= Task objective =
Filter the entries down to the lines containing "Category", and copy those lines.

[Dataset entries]
....................

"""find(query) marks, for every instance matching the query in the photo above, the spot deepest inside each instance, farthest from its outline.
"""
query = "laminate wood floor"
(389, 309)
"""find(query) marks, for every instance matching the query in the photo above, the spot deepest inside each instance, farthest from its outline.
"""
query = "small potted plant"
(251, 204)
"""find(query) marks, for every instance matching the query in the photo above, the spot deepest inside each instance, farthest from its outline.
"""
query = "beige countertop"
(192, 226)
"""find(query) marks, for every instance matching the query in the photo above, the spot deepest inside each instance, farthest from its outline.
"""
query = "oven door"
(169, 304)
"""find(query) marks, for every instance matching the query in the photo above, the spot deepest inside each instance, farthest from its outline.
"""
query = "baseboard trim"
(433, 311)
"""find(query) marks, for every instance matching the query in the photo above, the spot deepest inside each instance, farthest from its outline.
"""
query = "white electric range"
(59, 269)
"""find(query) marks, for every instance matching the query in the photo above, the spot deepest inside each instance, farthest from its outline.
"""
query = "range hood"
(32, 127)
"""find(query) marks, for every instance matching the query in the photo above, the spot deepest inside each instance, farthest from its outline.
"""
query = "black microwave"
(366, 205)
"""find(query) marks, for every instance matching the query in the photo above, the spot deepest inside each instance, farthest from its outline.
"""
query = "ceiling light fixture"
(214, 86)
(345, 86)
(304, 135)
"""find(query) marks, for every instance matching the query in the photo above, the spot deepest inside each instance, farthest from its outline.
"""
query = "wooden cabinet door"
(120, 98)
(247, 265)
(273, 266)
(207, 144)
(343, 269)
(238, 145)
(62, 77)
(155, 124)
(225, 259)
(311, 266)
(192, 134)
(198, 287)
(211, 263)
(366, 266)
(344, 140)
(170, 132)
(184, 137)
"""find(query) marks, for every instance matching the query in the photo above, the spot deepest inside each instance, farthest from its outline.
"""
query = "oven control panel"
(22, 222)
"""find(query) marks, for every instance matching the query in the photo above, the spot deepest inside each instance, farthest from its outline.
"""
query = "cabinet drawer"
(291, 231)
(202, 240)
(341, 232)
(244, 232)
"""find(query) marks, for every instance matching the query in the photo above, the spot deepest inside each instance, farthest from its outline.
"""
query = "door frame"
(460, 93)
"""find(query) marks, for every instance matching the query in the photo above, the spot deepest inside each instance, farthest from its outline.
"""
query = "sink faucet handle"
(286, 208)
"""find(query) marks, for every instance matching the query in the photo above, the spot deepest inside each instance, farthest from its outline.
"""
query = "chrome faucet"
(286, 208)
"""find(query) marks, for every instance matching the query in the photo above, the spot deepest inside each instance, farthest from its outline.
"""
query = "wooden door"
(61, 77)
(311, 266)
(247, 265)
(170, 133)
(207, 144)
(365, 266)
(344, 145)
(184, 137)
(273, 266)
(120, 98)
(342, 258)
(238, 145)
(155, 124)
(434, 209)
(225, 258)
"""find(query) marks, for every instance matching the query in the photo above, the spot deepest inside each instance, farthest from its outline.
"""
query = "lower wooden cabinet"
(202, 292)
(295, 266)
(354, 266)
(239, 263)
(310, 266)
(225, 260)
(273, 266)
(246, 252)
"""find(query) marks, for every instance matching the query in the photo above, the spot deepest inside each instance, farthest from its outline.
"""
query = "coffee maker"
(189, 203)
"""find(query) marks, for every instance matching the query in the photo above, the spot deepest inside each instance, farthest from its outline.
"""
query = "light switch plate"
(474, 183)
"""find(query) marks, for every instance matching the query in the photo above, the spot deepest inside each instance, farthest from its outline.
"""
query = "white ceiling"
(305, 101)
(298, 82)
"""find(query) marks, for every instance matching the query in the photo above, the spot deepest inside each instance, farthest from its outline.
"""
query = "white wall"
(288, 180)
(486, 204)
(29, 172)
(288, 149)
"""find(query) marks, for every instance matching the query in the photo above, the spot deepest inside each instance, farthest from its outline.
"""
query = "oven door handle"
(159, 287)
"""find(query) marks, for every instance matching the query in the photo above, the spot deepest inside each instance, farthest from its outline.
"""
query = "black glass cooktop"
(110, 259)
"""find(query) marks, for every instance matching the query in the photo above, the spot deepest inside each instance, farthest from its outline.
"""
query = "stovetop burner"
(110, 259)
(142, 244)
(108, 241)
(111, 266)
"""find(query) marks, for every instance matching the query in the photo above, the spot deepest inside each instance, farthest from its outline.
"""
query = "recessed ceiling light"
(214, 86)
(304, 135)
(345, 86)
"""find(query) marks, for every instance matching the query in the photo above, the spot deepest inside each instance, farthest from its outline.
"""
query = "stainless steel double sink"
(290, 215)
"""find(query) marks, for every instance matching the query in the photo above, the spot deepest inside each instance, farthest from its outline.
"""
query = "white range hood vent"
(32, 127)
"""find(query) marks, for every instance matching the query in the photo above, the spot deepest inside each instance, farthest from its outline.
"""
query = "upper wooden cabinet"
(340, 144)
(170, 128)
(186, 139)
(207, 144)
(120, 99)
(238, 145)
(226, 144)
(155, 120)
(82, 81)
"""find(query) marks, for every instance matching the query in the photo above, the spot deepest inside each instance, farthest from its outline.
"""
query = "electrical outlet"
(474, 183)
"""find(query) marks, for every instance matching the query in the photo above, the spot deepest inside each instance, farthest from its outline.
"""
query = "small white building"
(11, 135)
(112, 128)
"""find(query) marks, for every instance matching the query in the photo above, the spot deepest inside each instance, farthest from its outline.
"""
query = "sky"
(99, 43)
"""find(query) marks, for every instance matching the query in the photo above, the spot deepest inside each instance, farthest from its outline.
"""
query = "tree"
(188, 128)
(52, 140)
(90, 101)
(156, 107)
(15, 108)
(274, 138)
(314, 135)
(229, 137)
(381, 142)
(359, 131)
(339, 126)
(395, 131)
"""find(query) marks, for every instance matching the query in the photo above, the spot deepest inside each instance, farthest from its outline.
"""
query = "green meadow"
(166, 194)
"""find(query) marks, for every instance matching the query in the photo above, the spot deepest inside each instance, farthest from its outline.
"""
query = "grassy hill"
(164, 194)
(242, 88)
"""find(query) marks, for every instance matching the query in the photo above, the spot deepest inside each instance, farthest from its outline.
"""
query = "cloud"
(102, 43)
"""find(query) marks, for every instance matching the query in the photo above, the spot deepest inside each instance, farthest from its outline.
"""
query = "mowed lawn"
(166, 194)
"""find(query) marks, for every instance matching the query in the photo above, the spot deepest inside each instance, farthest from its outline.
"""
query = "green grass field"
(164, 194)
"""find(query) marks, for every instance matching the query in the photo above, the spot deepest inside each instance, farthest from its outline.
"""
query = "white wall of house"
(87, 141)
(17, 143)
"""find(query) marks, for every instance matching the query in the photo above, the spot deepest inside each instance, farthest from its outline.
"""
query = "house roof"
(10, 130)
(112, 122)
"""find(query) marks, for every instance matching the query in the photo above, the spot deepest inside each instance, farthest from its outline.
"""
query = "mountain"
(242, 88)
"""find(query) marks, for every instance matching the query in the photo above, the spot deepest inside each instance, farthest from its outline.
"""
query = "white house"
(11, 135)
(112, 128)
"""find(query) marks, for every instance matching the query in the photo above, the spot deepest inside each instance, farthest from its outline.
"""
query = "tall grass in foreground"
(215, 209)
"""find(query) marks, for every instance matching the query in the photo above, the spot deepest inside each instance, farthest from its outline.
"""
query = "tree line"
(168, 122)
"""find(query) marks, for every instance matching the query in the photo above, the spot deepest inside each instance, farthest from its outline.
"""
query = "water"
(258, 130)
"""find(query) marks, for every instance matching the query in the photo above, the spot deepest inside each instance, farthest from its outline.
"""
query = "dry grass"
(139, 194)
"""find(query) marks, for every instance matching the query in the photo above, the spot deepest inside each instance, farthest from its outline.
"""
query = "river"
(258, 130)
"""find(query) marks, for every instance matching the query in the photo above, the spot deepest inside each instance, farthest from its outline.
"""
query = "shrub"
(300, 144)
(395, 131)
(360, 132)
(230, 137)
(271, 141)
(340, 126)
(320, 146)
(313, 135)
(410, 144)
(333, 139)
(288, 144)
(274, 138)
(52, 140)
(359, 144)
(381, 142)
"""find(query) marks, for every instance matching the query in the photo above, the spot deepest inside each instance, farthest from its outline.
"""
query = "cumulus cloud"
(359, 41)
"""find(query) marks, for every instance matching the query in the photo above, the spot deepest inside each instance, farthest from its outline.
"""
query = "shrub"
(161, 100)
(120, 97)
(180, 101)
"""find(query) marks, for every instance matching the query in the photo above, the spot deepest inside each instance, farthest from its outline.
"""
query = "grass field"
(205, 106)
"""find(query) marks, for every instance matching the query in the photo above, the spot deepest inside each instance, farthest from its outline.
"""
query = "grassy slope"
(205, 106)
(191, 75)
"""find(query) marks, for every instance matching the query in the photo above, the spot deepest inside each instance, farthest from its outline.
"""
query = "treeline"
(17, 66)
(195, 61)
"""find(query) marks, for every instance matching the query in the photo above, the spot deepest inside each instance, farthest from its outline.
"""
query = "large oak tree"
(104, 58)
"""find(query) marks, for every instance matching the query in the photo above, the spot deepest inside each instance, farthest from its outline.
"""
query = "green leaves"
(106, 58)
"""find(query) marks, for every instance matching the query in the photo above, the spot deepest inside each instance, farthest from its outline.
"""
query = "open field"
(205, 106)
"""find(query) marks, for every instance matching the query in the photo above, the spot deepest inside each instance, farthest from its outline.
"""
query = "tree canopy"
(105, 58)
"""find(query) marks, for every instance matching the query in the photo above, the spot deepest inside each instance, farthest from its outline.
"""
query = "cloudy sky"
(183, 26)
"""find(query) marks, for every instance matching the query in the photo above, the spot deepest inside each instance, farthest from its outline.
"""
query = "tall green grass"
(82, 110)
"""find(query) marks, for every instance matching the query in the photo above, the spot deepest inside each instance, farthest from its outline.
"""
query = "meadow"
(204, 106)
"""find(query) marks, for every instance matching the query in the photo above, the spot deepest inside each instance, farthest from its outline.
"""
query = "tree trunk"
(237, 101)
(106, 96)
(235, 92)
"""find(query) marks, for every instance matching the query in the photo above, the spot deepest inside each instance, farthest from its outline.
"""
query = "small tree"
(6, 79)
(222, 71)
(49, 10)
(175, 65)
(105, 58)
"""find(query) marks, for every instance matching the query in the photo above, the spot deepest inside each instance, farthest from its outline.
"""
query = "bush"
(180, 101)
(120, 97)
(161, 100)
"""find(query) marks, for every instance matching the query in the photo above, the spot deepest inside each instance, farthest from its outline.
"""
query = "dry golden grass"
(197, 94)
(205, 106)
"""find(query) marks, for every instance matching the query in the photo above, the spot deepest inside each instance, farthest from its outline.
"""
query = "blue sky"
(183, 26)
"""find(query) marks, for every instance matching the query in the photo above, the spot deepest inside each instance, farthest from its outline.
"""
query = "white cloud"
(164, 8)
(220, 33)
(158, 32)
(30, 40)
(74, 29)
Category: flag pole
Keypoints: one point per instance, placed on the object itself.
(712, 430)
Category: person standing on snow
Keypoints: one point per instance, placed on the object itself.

....................

= The completed task =
Category: flag pole
Category: person standing on snow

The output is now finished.